_ASSIGNED TASK 1_
Translate this sentence from the passage on the history of flat roofing into Spanish: "The earliest flat roofs were in desert climates of the Middle East and Northern Africa."
_ASSIGNED TASK 2_
Resume the passage on the history of flat roofing, starting right after its last sentence.

_TEXT PROVIDED_
※ ※ ※
When Did Flat Roofing Get Its Start?

Flat roofing is somewhat new to building design and construction, having popularized in the early 20th century. Historically, sloped roofs provided the best protection for buildings by allowing rain, snow and ice to drain off the surface. The earliest sloped roofs were made of straw, branches, reeds or leaves. So, if sloped roofs worked so well, why did men start building flat ones?

Nuances of the Flat Roof

Many architects prefer to use the term “low slope” over flat. This is because all roofs must have some slope for water drainage or direction of the fluid to a scupper. But a flat roof does not slope more than 25 per cent. Because of the flat nature of these surfaces, construction also requires different roofing systems than for a sloped roof. For example, membranes prevent water penetration.

History of Flat Roofs

The earliest flat roofs were in desert climates of the Middle East and Northern Africa. Persian, Arabian and Egyptian architects used this design and construction as far back as 7100 BC in an ancient community now part of Turkey.
※ ※ ※
_SUPPLIED MATERIAL_
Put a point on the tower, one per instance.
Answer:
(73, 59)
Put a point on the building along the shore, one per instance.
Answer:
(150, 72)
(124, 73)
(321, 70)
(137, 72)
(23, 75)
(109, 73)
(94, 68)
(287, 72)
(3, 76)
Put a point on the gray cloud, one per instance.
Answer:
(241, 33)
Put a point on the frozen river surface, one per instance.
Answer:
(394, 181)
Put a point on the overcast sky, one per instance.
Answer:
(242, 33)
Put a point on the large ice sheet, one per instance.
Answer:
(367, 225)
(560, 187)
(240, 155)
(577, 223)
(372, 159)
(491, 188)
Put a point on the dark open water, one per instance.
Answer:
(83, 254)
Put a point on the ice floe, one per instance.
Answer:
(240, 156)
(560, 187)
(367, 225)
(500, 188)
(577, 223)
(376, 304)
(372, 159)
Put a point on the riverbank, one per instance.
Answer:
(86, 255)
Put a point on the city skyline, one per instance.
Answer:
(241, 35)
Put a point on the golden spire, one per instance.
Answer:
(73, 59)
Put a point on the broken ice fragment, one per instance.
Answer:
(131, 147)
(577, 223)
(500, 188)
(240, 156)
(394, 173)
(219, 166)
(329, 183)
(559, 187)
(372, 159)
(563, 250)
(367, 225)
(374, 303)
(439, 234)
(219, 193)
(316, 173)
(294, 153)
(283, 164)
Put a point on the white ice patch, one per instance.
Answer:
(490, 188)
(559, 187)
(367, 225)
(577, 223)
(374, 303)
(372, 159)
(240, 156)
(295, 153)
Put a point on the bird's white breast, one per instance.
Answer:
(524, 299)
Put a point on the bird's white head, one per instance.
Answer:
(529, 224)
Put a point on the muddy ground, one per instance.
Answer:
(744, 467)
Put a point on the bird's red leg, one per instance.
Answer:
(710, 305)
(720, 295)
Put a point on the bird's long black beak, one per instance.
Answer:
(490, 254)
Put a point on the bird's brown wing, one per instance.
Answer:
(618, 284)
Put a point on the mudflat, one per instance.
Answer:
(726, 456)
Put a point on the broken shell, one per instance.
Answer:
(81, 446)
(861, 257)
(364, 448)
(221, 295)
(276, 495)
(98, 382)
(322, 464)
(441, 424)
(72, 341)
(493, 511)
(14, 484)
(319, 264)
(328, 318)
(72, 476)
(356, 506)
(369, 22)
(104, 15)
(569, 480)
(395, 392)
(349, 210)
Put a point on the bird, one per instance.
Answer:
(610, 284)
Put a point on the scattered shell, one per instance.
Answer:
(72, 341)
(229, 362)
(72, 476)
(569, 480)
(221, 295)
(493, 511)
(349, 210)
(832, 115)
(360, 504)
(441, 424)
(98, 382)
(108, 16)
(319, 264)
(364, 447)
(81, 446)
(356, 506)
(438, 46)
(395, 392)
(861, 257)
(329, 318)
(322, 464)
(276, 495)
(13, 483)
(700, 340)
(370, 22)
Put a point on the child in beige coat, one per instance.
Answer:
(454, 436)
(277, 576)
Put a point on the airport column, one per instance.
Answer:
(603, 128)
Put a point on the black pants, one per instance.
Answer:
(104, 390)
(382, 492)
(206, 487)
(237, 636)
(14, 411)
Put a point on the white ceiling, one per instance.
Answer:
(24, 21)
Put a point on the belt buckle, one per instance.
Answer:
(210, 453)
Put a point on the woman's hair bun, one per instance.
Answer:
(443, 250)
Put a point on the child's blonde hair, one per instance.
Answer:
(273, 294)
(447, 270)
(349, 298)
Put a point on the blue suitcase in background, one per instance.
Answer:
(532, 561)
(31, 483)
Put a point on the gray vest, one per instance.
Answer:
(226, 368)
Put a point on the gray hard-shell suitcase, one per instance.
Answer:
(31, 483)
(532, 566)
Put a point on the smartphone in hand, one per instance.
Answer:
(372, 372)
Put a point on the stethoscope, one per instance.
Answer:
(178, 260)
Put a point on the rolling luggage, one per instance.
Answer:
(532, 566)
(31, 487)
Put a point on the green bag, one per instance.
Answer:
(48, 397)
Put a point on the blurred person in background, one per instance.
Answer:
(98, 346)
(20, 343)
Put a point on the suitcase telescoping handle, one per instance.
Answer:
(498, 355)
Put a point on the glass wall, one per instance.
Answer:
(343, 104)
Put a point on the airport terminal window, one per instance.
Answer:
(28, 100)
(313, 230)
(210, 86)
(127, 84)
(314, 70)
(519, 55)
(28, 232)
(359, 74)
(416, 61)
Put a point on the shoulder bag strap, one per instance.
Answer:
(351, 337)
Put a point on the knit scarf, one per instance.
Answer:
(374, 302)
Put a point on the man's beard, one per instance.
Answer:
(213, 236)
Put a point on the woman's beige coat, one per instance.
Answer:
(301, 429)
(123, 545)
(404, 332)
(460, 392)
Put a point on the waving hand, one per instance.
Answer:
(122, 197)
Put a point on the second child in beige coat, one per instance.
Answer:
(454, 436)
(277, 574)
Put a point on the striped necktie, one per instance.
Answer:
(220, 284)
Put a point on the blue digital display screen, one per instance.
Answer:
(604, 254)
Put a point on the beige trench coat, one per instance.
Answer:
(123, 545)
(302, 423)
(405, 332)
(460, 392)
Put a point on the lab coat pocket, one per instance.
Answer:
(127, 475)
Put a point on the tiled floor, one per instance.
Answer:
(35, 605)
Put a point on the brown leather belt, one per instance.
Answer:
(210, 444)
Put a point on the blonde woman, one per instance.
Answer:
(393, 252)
※ ※ ※
_RESPONSE BOX 1_
Los primeros techos planos se encontraban en los climas desérticos de Oriente Medio y el norte de África.

_RESPONSE BOX 2_
Pueblo buildings constructed in the mid-8th century likely featured the first flat roofs in North America. In fact, one of these buildings built sometime between 1000 AD and 1450 AD still exists and is occupied even today. It is Taos Pueblo in New Mexico.

Drawing upon this style, flat roofs built from steel, concrete or wood have since been constructed for commercial and residential properties. Except in the desert of New Mexico, most flat roofs constructed after the mid-1800s in the Americas were commercial.

The low slope roofing of those days used wood, pine tar and gravel. But homes rarely employed this roof design until the 1920s when the Modern architecture movement became popular.

After the Industrial Revolution, when Ludwig Mies van der Rohe and Frank Lloyd Wright used flat roofs in their architectural designs, homes started featuring these concepts. Even where rain and snow occur regularly, homeowners wanted a flat design for its modernist, mid-century appeal.

Modernist architects still prefer this design for homes and commercial buildings, including retail stores, strip malls, medical facilities, restaurants and warehouses.

Benefits and Drawbacks of Flat Roofing

Flat roofs appeal to property owners who like the modern aesthetic, just as it is attractive to those who gravitate toward the Pueblo aesthetic. An obvious benefit of having a flat roof is its styling, whereas any problems associated with the low slope certainly create drawbacks. Such common problems include leaking or even pooling water that leads to roof collapse.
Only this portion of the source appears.